(Data records)
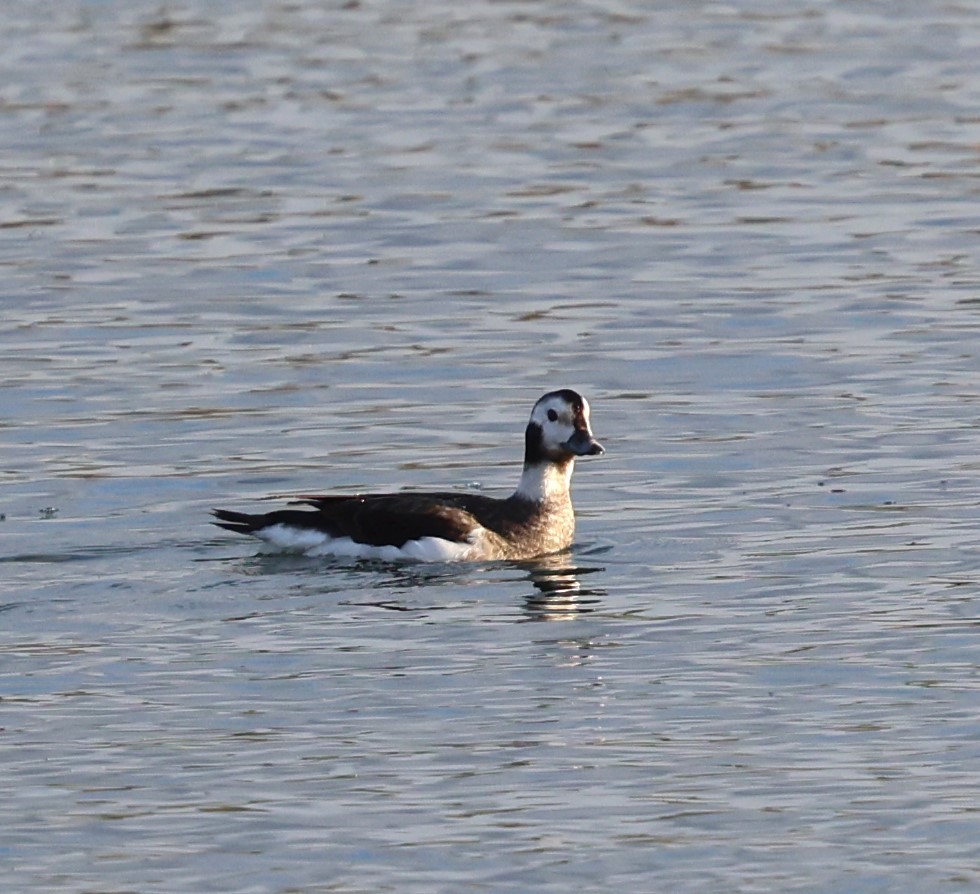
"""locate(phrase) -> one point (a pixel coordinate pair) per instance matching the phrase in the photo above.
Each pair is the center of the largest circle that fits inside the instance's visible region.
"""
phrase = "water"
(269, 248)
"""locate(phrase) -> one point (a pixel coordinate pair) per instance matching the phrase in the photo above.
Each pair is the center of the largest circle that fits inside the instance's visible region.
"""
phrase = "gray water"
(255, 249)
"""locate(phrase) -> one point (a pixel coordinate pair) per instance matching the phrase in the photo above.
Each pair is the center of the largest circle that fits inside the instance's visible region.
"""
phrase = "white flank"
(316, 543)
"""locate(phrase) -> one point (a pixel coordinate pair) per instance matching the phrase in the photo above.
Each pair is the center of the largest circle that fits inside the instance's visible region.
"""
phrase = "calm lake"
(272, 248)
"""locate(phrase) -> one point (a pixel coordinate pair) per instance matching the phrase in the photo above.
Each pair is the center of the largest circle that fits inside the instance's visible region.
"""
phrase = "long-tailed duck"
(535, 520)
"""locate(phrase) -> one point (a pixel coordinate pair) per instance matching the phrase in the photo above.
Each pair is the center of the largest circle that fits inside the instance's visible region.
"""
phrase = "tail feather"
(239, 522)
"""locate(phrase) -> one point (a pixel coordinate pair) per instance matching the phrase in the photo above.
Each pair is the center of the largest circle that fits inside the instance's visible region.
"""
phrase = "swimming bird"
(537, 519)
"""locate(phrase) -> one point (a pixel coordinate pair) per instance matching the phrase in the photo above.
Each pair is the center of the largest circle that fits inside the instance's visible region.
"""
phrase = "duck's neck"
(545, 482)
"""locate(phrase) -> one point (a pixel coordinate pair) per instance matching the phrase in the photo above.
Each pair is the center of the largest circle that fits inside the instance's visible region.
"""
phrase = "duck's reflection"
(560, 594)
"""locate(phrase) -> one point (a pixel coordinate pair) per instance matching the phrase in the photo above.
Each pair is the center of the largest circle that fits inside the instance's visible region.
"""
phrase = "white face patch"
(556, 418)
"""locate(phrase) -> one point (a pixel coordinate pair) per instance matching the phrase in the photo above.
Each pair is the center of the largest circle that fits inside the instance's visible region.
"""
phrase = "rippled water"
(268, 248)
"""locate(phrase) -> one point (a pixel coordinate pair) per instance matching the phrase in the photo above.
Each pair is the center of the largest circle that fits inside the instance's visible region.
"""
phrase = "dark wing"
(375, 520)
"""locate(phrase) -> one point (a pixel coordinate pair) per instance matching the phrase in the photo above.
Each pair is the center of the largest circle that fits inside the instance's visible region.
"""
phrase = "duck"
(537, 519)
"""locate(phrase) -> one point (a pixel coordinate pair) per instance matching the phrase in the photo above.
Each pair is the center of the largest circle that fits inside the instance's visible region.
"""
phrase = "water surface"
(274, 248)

* [EXERCISE]: Take the entries shown above and quote them verbatim, passing over the pictures.

* [EXPECTED ANSWER]:
"""locate(phrase) -> one point (a pixel coordinate pair) per instance matching the phrase in the photo above.
Each pair is the center of the largest circle that fits inside the instance's visible region.
"""
phrase = "water"
(269, 248)
"""locate(phrase) -> one point (a pixel coordinate pair) per instance matching the phrase in the photo above.
Each pair is the center of the largest circle that fits inside the instance's visible region.
"""
phrase = "gray water"
(255, 249)
"""locate(phrase) -> one point (a pixel coordinate pair) per instance matching the phrase in the photo above.
Each pair is the center of the largest circle that fits inside the instance's visible region.
"""
phrase = "white flank"
(316, 543)
"""locate(phrase) -> one point (a pixel coordinate pair) per instance matching the phrase in the photo above.
Each pair is the center of the largest circle that fits inside the instance's visible region.
"""
phrase = "calm lake"
(272, 248)
"""locate(phrase) -> one point (a pixel coordinate pair) per instance matching the phrase in the photo above.
Each pair is the center of the largest circle that fits inside the instance's visible region.
"""
phrase = "long-tailed duck"
(535, 520)
"""locate(phrase) -> one point (a pixel coordinate pair) per instance matching the phrase in the photo above.
Each pair is the center of the largest circle that fits inside the instance's visible region.
"""
phrase = "tail feather"
(239, 522)
"""locate(phrase) -> one point (a pixel coordinate pair) per instance matching the phrase in the photo above.
Each pair is the center of the largest circle that fits inside the instance's visible region.
"""
phrase = "swimming bird"
(537, 519)
"""locate(phrase) -> one point (a pixel coordinate pair) per instance matching the phrase in the photo above.
Each pair is the center of the largest circle that fits inside the instance's visible region.
"""
phrase = "duck's neck"
(545, 482)
"""locate(phrase) -> one point (a pixel coordinate pair) per instance matching the phrase in the photo above.
Each pair is the center of the largest circle that fits inside the instance's visible region.
"""
phrase = "duck's reflection"
(560, 594)
"""locate(phrase) -> one point (a pixel coordinate pair) per instance matching the phrase in the photo above.
Each pair is the center of the largest circle that fits inside the instance's visible region.
"""
phrase = "white face patch"
(556, 418)
"""locate(phrase) -> one point (a pixel coordinate pair) per instance matching the phrase in the photo above.
Each pair is the center of the largest circle that fits inside the instance's visible region.
"""
phrase = "rippled water"
(268, 248)
"""locate(phrase) -> one point (a pixel coordinate pair) per instance matching the phrase in the photo above.
Each pair is the center of the largest circle that fits inside the instance's visible region.
"""
phrase = "dark wing"
(375, 520)
"""locate(phrase) -> one point (a pixel coordinate pair) per instance matching the phrase in the photo above.
Each pair is the center of the largest circle that fits inside the instance's visible region.
"""
phrase = "duck"
(537, 519)
"""locate(phrase) -> one point (a pixel coordinate pair) per instance matching the phrase in the photo above.
Each pair is the center of the largest circle that fits inside the instance's visible region.
"""
phrase = "water surface"
(274, 248)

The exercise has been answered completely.